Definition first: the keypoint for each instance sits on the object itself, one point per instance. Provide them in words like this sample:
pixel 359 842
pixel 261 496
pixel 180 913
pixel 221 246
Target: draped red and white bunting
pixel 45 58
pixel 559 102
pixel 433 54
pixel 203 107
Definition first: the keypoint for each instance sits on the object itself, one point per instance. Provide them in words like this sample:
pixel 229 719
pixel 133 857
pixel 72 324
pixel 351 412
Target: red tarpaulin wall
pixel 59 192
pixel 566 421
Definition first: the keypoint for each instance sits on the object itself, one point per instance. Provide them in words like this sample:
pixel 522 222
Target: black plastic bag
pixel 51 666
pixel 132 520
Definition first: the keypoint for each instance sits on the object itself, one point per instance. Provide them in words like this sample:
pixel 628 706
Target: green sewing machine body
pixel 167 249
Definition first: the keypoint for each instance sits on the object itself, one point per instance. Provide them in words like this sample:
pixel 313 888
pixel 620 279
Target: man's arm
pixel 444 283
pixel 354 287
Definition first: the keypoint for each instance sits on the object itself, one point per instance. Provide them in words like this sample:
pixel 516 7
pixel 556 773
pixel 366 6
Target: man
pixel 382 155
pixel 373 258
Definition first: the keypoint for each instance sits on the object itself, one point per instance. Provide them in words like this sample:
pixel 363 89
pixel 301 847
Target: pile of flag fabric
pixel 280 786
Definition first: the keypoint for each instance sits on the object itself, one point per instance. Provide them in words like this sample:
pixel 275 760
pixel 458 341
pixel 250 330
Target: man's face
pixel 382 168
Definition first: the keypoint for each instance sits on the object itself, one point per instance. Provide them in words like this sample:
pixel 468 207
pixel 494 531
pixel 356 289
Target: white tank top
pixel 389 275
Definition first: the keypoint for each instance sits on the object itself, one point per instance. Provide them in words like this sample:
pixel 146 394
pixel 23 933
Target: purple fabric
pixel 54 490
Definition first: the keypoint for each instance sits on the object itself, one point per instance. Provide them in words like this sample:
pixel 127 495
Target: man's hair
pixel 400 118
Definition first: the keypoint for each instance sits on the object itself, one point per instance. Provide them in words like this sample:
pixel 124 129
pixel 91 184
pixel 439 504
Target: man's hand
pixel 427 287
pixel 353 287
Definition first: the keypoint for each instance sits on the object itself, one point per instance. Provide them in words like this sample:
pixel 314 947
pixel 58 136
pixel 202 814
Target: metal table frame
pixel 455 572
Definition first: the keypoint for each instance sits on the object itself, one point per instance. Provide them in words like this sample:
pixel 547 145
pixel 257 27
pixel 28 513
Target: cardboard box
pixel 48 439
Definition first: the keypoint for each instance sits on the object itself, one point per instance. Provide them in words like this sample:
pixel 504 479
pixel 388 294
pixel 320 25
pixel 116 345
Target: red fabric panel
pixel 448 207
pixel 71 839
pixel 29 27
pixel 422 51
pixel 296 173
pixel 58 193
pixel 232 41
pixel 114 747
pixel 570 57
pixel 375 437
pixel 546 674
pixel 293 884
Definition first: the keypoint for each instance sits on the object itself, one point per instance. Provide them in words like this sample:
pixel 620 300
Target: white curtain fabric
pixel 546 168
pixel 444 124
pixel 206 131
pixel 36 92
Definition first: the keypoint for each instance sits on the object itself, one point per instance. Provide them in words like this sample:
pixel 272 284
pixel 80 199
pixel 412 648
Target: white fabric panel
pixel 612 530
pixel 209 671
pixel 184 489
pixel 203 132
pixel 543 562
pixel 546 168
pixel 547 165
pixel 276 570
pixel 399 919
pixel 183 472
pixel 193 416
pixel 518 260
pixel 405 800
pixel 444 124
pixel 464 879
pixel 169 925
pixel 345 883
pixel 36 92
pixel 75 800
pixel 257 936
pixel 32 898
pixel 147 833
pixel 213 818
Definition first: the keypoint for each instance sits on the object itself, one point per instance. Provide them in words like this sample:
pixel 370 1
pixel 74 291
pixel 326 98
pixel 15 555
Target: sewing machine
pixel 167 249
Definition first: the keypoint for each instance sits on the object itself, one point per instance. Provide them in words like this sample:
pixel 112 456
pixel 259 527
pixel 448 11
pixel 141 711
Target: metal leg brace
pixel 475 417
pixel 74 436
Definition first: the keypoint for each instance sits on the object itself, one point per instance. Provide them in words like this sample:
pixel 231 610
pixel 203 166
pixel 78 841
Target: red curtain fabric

☆ ☆ ☆ ☆ ☆ ☆ ☆

Write out all the items above again, switching every "Target" to "Object" and keeping everything else unchanged.

• [Answer]
Definition first: the keypoint for each instance sits on the object itself, one point per instance. Provide them in words like this sample:
pixel 359 842
pixel 261 496
pixel 180 913
pixel 221 246
Object: draped red and white bunting
pixel 45 58
pixel 559 102
pixel 433 54
pixel 203 107
Definition first: the keypoint for each instance sits on the object itself, one point per instance. Provide them in words like this sample:
pixel 229 719
pixel 133 857
pixel 72 324
pixel 351 412
Object: red tarpaulin wall
pixel 59 192
pixel 566 421
Definition first: the keypoint for each instance sits on the object itself, one point per instance. Provide them in words like this sample:
pixel 522 222
Object: black plastic bag
pixel 51 666
pixel 132 520
Definition first: the keypoint for each instance sits on the object itself, one point per instance. Provide them in words like this sample:
pixel 628 706
Object: green sewing machine body
pixel 167 249
Definition first: the keypoint for each instance sits on the object itself, one point per instance. Provide them in words like this sample:
pixel 313 888
pixel 620 279
Object: man's arm
pixel 444 283
pixel 354 287
Definition first: the keypoint for each instance sits on the object itself, one point per instance. Provide them in words like this sample:
pixel 516 7
pixel 556 773
pixel 366 6
Object: man
pixel 382 155
pixel 373 258
Definition first: the keypoint for each instance sits on the object itself, one point per instance. Provide them in words like this sample:
pixel 363 89
pixel 301 847
Object: pile of flag fabric
pixel 280 786
Definition first: the keypoint for each instance sits on the object itself, one point per instance. Provide them in words like this sample:
pixel 275 760
pixel 458 341
pixel 250 330
Object: man's face
pixel 382 168
Definition first: the keypoint for each instance sits on the object itself, one point per instance. Provide them in words like this sample:
pixel 468 207
pixel 494 531
pixel 356 289
Object: white tank top
pixel 389 275
Definition first: the keypoint for each instance sits on the object itself, one point per instance. Provide them in words like this sample:
pixel 146 394
pixel 23 933
Object: purple fabric
pixel 54 490
Definition first: the keypoint for each instance sits on the object itself, one point per instance. Provide them in words like this sample:
pixel 127 495
Object: man's hair
pixel 400 118
Definition first: the keypoint for each instance sits on the object itself, one point per instance. Provide them in words like this sample:
pixel 124 129
pixel 91 184
pixel 439 504
Object: man's hand
pixel 427 287
pixel 353 287
Definition first: the keypoint for each instance sits on the object itself, one point per instance. Provide them in words like this sample:
pixel 314 947
pixel 58 136
pixel 202 814
Object: metal table frame
pixel 455 572
Definition first: the keypoint for each instance sits on the object itself, one point per instance. Provide them in words like this sample:
pixel 547 145
pixel 257 27
pixel 28 513
Object: cardboard box
pixel 48 439
Definition first: the keypoint for each instance sits on the object itself, one point per instance. Provide them in words like this sample:
pixel 504 479
pixel 388 294
pixel 320 25
pixel 116 345
Object: red fabric panel
pixel 448 207
pixel 71 839
pixel 29 27
pixel 422 51
pixel 296 173
pixel 58 193
pixel 232 41
pixel 114 747
pixel 570 57
pixel 375 437
pixel 546 674
pixel 293 884
Definition first: the keypoint for each instance sits on the object itself, one point per instance. Provide them in words like this sample:
pixel 620 300
Object: white curtain fabric
pixel 546 168
pixel 444 124
pixel 206 131
pixel 36 92
Definition first: the keypoint for each instance sits on the object itself, one point per instance. Provide them in words like this sample:
pixel 272 284
pixel 80 199
pixel 412 648
Object: white fabric panel
pixel 612 530
pixel 209 671
pixel 184 489
pixel 203 132
pixel 543 562
pixel 546 168
pixel 547 165
pixel 276 570
pixel 399 919
pixel 183 472
pixel 193 416
pixel 518 260
pixel 405 800
pixel 444 124
pixel 464 879
pixel 169 925
pixel 345 883
pixel 36 92
pixel 75 800
pixel 257 936
pixel 32 898
pixel 147 833
pixel 213 818
Definition first: the keypoint for each instance sits on the object itself, one point per instance. Provide them in words like this sample:
pixel 370 1
pixel 74 291
pixel 326 98
pixel 15 555
Object: sewing machine
pixel 167 249
Definition first: the keypoint for each instance sits on the object itself, one point per instance. Provide them in words like this sample:
pixel 112 456
pixel 259 527
pixel 448 11
pixel 141 711
Object: metal leg brace
pixel 475 417
pixel 74 436
Definition first: the keypoint for each instance sits on the object itself, one point per instance. Provide them in words like this sample:
pixel 231 610
pixel 203 166
pixel 78 841
Object: red curtain fabric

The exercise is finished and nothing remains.